De Holocaust komt dicht in de buurt van wat je de representatie
van het absolute kwaad kunt noemen. Voor sommigen is dat aanleiding
geweest om een cultuurvisie te ontwikkelen waarin het immoreel
wordt genoemd om nog in goede, hogere macht te geloven. Op de
kunstacademie was geïnteresseerd zijn in spiritualiteit
zoiets als, alsnog fout zijn geweest in de oorlog. Ik was niet
van plan me daarbij neer te leggen - eerst uit domme eigenwijsheid
(wist ik veel dat het fout was om boeken van Rudolf Steiner
te lezen), daarna echter uit pure noodzaak: terwijl om me heen
de dood als ideologie gepredikt werd, was mijn eigen werk óók
dood aan het gaan, en ik kon het niet stoppen. Ik had dringend
een alternatief nodig.
In de kentheorie van Rudolf Steiner vond ik dat ene minuscule
aangrijpingspunt dat ik nodig had, een bewijs dat wat ik wilde
in elk geval mógelijk was. Vandaar ging het verder naar
Goethes kleurtheorie, en onderzoeksmethoden vanuit kleur, kleien
en zingen. Zonder het persé te willen werd ik een soort
alchemist, steeds verder afdwalend in de richting van de bronnen
van wat misschien ooit een Midden-Europese cultuur had kunnen
worden. Een hypothetische voorstelling ervan, verder ben ik
niet gekomen. Maar het was genoeg om te kunnen beginnen met
het werk dat nodig is om leven te doen ontstaan uit iets dat
dood is. Dat is nodig, want de dood is ons eigen. Veel van wat
wij scheppen ademt de dood. Wat iemand maakt komt past tot leven
als diegene er zichzelf bij in gooit, en daar moet je een beetje
gek voor zijn. De meeste mensen zijn slim genoeg om dit soort
kwetsbaarheid te vermijden.
Goed werk heb ik in deze tijd niet echt gemaakt, wel interessant
werk. Het was een soort gang door de klassieke onderwereld,
zoals in het tweede deel van Faust, de wereld van de krachten
der natuur, een wereld van projectieve meetkunde, vormwerkingen
en kleurwetten. Mijn vroegere werk was veel persoonlijker, overtuigender
en sterker. Maar wat leven is, en hoe je ermee werkt, dat heb
ik geleerd.

▶ [Aangeleverde gegevens]

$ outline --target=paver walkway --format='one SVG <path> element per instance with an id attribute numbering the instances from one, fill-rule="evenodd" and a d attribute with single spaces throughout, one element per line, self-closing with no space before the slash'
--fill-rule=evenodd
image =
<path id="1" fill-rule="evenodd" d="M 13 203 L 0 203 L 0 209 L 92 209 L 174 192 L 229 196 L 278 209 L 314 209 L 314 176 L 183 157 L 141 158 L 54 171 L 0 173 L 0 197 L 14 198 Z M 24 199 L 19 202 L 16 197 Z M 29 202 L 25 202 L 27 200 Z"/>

▶ [Opdrachten]
**A.** Vat de tekst over kunst en Rudolf Steiner samen in twee zinnen.
**B.** Werk in de tekst over kunst en Rudolf Steiner het stuk bij dat begint bij "De Holocaust komt" en stopt na "een alternatief nodig.": zet daarin "koppigheid" in plaats van "eigenwijsheid".
**C.** Ga verder met de tekst over kunst en Rudolf Steiner, te beginnen na de laatste zin.

▶ [Antwoorden per opdracht]
**A.** Op de kunstacademie gold interesse in spiritualiteit als fout, en toen het eigen werk doodging, zocht de ik-figuur een alternatief en vond dat in de kentheorie van Rudolf Steiner, daarna in Goethes kleurtheorie en in onderzoek via kleur, kleien en zingen. Die tijd leverde niet echt goed werk op, wel interessant werk, maar de ik-figuur leerde wat leven is en hoe je ermee werkt.

**B.**
De Holocaust komt dicht in de buurt van wat je de representatie
van het absolute kwaad kunt noemen. Voor sommigen is dat aanleiding
geweest om een cultuurvisie te ontwikkelen waarin het immoreel
wordt genoemd om nog in goede, hogere macht te geloven. Op de
kunstacademie was geïnteresseerd zijn in spiritualiteit
zoiets als, alsnog fout zijn geweest in de oorlog. Ik was niet
van plan me daarbij neer te leggen - eerst uit domme koppigheid
(wist ik veel dat het fout was om boeken van Rudolf Steiner
te lezen), daarna echter uit pure noodzaak: terwijl om me heen
de dood als ideologie gepredikt werd, was mijn eigen werk óók
dood aan het gaan, en ik kon het niet stoppen. Ik had dringend
een alternatief nodig.

**C.**
Utrecht
staat voor mij voor een oude wereld waarin de geest beleefbaar
aanwezig was, en die noodzakelijkerwijs moest verdwijnen (je
vindt haar alleen nog in de Efteling). Die wereld dient nu als
een soort humus, die gezellige algemeen-menselijke mainstream-onderlaag
van de commerciële beeldcultuur. Leven is voor een mens
niet iets dat zich linear richting toekomst ontwikkelt. Het
wordt aangeleverd uit het verleden, maar dan is het nog één
met de natuur. Maar wij zijn geen producten van de natuur. Ons
dagbewustzijn heeft een der mate verwoestende invloed op ons
levende organisme, dat we iedere nacht moeten slapen (dat is,
uittreden) om ons lichaam te laten herstellen. Doordat we het
levende doden kunnen we er een bewuste verhouding toe krijgen,
haar als beeld waarnemen, en op ideeën komen. Dat bewustzijn
is nodig, maar willen we iets voor elkaar krijgen, dan werken
we richting toekomst, en dan zijn we creatief. We brengen nieuwe
dingen voort. Soms (vaak) zijn dat destructieve dingen, of dingen
die teren op de krachten van wezens waarvan we ons niet eens
bewust zijn. Dat heeft te maken met de vormen van wetenschap
die een tijdlang als heersend ideeëngoed ontwikkeld zijn.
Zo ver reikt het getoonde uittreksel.